▶ EXERCISE REQUIREMENTS
Copy out every line of the records below word for word, omitting the pictures.

[Stored dataset items]
------------------------------

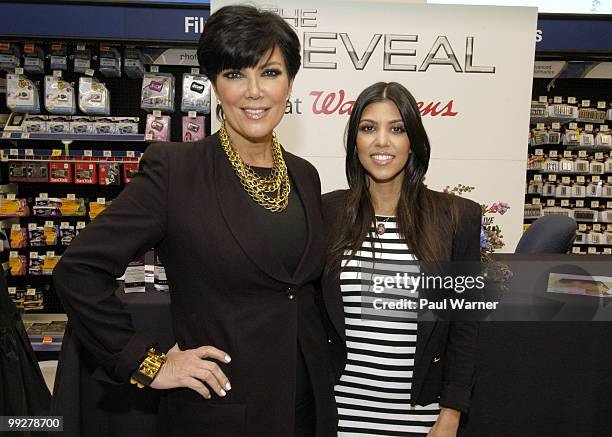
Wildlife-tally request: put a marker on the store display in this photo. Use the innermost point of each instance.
(59, 57)
(108, 173)
(9, 56)
(22, 94)
(110, 61)
(157, 92)
(33, 59)
(59, 96)
(133, 63)
(158, 128)
(94, 98)
(196, 93)
(193, 129)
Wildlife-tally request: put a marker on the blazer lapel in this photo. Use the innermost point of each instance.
(236, 210)
(299, 175)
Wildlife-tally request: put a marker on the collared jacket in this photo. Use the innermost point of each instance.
(446, 352)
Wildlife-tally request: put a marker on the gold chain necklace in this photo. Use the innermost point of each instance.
(258, 187)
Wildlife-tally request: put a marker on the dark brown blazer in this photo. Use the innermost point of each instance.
(444, 368)
(228, 289)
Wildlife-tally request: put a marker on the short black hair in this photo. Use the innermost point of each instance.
(238, 36)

------------------------------

▶ TASK RESPONSE
Wildlife-tally request: put a marker on the store display in this photo. Use the innermost point of each instance.
(59, 57)
(108, 173)
(9, 56)
(22, 94)
(110, 61)
(157, 92)
(33, 59)
(59, 96)
(133, 63)
(158, 128)
(94, 98)
(196, 93)
(193, 129)
Wildlife-tally request: put a marker on the blazer lapel in this photo. Use the innermost point of each instance.
(236, 210)
(299, 175)
Wildlife-tally request: put a marker on the collared jacket in this photo. Use the innermost point of each instance.
(446, 352)
Wildlife-tally request: put a marker on the gold chain necklace in this photo. Use the innermost point of each instance.
(258, 187)
Wildlife-tally request: put a marker on the dark brown blazer in this photo. Use the innermost point of each instance.
(444, 368)
(228, 289)
Wildlife-tally request: put a marker on the short black hair in this photo. Use the innermost point of each instance.
(238, 36)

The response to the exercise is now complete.